[Text shown]:
↓

The combined size
of the federal, provincial, and municipal governments increased in all
but two provinces over the 2007 to 2019 period relative
to the sizes of their
economies, finds
a new study released today by the Fraser Institute, an independent, non-partisan
Canadian public policy
think-tank.
“The
size of government increased in eight of ten
provinces and the country as a whole going into the pandemic,”
said Alex
Whalen, policy analyst at the
Fraser Institute and co-author of
The Size of
Government in Canada
in 2019.
The study
measures federal, provincial, and local
government
spending in each province as a share of the
economy (GDP) from 2007
to 2019, the most recent year of comparable data.
Both 2007
and 2019 preceded a recession and thus provide an opportunity to compare
like-years.
It finds
that
government size grew in every province except Saskatchewan and Prince Edward
Island during that
period. In
2019, the
size of government relative to the economy as a whole across
Canada ranged
from a
low of 29.7 per cent
in Alberta to a
high of 60.2
per cent in
Nova Scotia,
and was 40.4 per cent for Canada as a whole.
Previous
research has shown that the size of government (as
a share of the economy) to maximize economic
growth and social progress is
between 26 and
30 per cent of the economy (GDP). When governments exceed
that size, it imposes negative
effects on
the economy, such as
crowding out
private sector investment, but without providing
proportionate
benefits such as greater social progress.
Crucially,
the data used in the analysis is prior to COVID-19
and recession-related
spending, meaning the size of government already exceeded the optimal
size prior to
the current spike in spending.
“It’s important
to understand just how
much governments
across Canada have grown in recent years, and what impact that might
have on our economic recovery moving forward,” said Whalen.

↑

[Exercise data]:
↓

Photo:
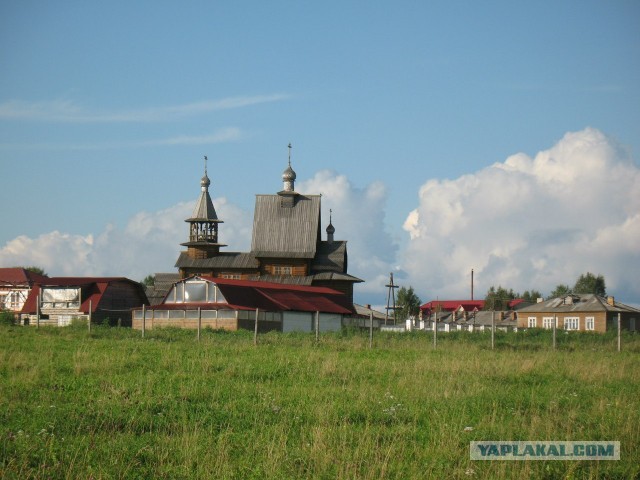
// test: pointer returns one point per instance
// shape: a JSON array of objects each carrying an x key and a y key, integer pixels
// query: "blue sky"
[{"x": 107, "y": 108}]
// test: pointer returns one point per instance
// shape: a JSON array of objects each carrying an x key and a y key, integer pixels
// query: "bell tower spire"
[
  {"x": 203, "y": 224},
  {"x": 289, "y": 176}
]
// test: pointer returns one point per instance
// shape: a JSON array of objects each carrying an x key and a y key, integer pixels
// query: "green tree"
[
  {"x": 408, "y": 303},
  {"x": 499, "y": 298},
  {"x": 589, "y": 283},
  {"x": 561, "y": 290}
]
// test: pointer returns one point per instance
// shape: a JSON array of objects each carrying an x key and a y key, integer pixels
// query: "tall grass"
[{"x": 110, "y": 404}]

↑
↓

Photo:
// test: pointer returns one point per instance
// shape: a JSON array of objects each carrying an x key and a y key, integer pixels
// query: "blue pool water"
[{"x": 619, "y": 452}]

↑
↓

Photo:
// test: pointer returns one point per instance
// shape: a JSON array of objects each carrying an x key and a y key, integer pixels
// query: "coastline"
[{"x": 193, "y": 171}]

↑

[Questions to answer]:
- A) In the text on government size, what share of the economy did government account for in Nova Scotia in 2019?
- B) List every province named in the text on government size.

[Numbered answers]:
- A) 60.2 per cent

- B) Saskatchewan, Prince Edward Island, Alberta, Nova Scotia